* **WHAT TO WORK ON**
When a line below contains the string "panel", show that line.

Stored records
━━━━━━━━━━

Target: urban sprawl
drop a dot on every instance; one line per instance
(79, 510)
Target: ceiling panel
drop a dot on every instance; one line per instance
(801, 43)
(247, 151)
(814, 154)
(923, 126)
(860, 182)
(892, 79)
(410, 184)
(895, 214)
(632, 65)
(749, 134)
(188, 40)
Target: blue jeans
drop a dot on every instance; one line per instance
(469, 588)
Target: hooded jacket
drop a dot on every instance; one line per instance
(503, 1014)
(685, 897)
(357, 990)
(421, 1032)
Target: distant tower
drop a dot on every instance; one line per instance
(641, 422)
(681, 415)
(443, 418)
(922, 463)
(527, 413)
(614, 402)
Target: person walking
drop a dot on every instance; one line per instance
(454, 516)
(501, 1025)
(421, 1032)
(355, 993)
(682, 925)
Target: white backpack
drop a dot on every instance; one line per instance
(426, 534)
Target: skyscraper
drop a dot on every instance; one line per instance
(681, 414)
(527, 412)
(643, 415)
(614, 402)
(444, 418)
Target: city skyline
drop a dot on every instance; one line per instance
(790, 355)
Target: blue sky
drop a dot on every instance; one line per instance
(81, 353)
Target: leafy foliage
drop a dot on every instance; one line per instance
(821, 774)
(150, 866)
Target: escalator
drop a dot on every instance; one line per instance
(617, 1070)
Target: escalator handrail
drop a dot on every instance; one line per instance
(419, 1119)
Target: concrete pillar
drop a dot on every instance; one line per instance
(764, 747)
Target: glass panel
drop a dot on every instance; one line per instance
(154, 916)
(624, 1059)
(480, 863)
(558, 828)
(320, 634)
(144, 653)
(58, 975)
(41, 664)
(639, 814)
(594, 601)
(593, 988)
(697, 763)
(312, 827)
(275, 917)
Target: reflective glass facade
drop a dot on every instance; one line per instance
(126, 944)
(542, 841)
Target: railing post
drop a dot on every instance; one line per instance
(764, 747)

━━━━━━━━━━

* **SOLUTION TO THIS TASK**
Target: ceiling panel
Target: glass panel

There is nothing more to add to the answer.